[Entries from a dataset]
** START **

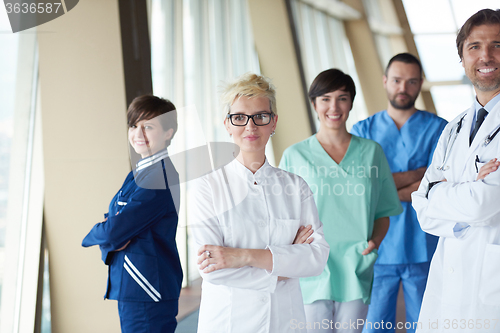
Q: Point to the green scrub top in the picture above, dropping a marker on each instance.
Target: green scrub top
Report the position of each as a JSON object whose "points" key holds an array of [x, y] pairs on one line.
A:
{"points": [[350, 196]]}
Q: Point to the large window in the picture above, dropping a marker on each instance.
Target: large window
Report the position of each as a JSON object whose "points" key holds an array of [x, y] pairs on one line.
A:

** END **

_WHAT THE EXERCISE ASKS_.
Repeat the records above exactly, leaving out any pictures they contain.

_TASK RESPONSE_.
Q: Point to the green scrub top in the picture above, dropping a marker on each instance.
Target: green scrub top
Report the position of each as a JSON object whose "points" key holds an array of [x, y] pairs on one line.
A:
{"points": [[350, 196]]}
Q: Point to the large window in the picture above, dropping a marker on each instance.
Target: large window
Report the position of each as a JSON object whose "points" key holds an array of [x, y] pairs on one line.
A:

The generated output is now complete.